[Problem details] Gather every line in the data below that contains the word "eyebrow". Upper and lower case must match.

__________________________________________________

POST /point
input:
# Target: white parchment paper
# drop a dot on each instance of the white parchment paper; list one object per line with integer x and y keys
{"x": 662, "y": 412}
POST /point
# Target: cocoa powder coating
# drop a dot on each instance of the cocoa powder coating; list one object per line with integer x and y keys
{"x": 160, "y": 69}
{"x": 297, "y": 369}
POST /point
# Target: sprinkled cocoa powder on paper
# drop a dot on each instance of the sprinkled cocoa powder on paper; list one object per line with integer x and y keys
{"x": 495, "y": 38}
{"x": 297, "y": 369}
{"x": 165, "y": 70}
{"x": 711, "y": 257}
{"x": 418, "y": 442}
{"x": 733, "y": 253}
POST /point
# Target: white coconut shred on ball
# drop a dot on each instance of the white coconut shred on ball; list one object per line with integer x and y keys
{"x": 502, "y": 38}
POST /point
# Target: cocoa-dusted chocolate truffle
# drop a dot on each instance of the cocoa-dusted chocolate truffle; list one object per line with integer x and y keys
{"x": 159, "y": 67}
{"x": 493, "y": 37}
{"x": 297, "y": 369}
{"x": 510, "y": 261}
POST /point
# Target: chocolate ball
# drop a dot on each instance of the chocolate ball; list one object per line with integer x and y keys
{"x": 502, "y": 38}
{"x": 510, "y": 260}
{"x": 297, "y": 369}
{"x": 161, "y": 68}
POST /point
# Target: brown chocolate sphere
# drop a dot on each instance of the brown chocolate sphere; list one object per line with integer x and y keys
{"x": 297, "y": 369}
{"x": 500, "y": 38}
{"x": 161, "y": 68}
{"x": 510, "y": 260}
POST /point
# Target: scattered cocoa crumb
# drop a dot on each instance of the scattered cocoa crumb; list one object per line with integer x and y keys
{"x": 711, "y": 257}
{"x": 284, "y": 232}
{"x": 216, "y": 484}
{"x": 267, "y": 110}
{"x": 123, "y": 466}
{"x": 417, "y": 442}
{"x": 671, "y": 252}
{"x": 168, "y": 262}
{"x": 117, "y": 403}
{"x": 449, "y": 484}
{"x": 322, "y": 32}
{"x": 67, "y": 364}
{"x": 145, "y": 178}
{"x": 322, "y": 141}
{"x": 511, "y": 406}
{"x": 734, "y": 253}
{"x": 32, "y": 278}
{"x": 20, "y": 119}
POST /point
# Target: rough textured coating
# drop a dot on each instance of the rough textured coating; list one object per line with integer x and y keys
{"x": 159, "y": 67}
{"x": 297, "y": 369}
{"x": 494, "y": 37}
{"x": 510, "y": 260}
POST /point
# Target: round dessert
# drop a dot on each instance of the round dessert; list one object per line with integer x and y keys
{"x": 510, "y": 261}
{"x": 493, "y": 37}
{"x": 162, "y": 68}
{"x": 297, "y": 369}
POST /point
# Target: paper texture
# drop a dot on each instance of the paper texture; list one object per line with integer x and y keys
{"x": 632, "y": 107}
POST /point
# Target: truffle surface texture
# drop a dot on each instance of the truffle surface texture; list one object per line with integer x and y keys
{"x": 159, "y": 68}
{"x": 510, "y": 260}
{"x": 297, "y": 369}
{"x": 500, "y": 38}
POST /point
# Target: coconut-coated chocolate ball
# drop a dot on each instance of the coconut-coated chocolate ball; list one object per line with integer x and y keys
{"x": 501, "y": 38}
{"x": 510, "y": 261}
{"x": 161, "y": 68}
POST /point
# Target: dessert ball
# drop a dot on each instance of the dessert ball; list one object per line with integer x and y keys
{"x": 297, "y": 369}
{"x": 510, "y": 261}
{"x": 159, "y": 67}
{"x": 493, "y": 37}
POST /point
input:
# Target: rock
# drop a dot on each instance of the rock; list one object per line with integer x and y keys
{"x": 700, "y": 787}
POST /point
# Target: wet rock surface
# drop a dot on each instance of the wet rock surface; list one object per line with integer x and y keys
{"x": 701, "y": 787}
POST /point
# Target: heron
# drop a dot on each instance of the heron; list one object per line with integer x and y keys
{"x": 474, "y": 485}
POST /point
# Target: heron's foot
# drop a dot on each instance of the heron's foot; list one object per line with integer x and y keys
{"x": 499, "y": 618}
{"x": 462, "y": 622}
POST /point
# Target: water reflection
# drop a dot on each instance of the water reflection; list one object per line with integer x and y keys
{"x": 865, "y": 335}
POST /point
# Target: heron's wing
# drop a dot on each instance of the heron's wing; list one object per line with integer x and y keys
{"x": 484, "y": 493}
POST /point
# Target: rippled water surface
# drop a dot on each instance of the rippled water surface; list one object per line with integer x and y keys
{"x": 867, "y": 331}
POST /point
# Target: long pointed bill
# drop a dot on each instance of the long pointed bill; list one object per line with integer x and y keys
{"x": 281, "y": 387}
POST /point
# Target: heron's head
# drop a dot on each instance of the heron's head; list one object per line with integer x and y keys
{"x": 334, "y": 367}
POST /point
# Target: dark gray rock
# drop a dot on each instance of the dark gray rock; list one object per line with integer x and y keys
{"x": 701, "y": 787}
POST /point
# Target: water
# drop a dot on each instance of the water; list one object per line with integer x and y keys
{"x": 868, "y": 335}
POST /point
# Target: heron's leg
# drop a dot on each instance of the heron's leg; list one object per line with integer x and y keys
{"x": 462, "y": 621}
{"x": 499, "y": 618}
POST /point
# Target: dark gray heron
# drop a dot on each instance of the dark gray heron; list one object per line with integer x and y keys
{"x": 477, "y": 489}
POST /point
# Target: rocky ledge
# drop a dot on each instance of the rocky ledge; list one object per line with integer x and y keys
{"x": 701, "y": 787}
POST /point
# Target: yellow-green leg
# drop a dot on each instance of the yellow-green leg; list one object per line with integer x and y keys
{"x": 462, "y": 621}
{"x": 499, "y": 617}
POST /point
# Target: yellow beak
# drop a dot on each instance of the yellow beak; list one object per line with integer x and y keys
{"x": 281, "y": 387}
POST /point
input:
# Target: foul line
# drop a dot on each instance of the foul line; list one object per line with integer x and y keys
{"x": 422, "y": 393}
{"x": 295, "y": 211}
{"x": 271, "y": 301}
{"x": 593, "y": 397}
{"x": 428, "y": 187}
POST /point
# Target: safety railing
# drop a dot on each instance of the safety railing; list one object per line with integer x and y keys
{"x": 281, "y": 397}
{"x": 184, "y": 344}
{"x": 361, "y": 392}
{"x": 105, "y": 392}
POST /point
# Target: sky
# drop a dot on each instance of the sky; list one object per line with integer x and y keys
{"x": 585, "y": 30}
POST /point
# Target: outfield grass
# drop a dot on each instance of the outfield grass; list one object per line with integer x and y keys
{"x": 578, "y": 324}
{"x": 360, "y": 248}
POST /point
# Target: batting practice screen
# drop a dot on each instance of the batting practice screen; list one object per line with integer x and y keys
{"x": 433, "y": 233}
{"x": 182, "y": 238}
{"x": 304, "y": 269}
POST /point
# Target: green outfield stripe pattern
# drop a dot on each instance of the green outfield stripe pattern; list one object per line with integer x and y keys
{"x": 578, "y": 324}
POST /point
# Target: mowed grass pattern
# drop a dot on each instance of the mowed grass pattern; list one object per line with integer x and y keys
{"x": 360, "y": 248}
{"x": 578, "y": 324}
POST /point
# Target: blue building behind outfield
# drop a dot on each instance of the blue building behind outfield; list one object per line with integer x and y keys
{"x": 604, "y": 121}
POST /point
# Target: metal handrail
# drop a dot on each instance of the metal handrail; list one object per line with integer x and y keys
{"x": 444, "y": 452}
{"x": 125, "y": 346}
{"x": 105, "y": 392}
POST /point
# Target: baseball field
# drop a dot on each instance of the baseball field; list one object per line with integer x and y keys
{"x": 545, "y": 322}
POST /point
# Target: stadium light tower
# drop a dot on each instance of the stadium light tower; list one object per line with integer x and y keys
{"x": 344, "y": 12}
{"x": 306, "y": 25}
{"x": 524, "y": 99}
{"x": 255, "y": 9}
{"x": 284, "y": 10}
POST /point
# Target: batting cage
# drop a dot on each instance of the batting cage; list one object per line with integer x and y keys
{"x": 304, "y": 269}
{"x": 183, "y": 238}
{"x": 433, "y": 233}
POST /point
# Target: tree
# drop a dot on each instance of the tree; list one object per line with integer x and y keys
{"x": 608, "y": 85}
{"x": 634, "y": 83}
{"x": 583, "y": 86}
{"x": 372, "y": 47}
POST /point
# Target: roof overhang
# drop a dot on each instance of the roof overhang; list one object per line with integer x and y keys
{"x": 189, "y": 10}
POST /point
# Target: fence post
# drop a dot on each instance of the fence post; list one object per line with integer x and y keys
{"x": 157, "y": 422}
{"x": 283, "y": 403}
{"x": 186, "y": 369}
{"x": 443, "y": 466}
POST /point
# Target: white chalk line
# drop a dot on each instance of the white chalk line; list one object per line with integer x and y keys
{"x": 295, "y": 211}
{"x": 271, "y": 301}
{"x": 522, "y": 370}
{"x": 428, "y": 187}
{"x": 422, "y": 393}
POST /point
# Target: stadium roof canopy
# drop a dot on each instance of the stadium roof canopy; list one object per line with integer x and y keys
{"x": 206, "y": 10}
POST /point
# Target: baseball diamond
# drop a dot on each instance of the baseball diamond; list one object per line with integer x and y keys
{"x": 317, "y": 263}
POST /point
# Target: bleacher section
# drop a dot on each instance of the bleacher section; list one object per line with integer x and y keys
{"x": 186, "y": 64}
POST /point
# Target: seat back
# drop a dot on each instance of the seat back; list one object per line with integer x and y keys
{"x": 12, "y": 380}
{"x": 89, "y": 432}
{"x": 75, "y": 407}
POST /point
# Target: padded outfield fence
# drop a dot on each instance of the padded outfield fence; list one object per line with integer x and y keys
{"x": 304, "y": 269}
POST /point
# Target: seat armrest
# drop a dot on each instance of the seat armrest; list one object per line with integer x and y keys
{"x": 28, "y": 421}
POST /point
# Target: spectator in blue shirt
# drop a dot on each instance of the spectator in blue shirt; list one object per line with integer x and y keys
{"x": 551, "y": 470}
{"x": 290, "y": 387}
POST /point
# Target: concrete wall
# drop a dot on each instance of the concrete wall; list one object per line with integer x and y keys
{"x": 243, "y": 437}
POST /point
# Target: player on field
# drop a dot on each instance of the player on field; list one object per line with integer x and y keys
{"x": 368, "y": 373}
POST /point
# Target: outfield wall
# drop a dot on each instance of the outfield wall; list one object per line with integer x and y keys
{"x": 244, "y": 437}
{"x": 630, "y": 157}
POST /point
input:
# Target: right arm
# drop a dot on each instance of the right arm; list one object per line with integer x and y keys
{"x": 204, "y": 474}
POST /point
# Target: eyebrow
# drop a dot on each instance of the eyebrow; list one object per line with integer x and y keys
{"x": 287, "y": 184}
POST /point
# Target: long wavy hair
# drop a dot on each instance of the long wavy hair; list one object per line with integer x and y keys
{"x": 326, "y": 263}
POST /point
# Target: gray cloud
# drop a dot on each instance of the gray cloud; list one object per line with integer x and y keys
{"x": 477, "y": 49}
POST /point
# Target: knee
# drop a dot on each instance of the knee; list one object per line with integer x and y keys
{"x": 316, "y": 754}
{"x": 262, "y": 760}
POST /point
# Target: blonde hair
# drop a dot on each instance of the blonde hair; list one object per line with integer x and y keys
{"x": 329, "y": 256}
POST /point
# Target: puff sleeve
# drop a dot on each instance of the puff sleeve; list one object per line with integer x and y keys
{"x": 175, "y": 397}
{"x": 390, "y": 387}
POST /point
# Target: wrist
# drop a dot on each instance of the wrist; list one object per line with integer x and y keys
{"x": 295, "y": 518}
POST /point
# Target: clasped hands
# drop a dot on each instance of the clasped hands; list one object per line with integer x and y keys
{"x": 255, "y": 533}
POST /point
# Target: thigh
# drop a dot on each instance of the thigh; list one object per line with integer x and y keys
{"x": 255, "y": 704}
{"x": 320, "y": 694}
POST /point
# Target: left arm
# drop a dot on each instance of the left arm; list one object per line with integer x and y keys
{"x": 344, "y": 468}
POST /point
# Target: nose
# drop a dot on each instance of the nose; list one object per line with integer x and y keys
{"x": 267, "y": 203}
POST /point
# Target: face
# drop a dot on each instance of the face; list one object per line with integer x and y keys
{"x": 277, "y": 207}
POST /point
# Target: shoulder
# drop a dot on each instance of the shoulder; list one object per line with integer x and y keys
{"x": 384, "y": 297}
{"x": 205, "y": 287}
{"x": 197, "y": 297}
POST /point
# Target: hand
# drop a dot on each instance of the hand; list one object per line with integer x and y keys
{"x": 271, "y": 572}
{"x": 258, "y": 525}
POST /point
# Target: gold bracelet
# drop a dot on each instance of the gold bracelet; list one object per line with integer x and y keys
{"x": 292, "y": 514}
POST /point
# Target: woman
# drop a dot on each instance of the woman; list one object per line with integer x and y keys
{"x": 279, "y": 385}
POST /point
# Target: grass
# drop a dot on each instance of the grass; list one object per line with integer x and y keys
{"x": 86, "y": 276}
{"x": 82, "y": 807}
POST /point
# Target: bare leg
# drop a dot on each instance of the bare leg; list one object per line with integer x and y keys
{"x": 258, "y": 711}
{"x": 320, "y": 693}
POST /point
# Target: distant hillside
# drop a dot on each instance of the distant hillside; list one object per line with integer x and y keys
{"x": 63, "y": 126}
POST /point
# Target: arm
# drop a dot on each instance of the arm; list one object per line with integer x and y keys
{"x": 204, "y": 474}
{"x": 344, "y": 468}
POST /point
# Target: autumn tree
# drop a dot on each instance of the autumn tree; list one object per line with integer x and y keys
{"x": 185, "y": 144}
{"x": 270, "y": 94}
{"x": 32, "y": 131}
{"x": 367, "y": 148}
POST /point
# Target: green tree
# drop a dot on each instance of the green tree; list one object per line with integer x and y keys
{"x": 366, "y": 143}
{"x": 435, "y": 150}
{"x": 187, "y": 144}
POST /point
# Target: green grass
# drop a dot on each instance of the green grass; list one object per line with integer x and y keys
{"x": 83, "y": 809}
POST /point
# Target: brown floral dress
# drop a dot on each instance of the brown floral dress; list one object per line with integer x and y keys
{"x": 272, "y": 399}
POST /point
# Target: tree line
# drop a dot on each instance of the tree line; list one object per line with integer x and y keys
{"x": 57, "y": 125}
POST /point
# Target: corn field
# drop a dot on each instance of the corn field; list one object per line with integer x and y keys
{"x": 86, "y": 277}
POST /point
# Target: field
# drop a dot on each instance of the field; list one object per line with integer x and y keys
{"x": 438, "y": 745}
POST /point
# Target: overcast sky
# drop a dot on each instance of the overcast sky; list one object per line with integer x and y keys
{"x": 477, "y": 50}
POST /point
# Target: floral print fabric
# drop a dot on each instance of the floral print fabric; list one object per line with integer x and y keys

__________________________________________________

[Solution for this exercise]
# Target: eyebrow
# drop a dot on each instance of the eyebrow; list one object per line with integer x and y keys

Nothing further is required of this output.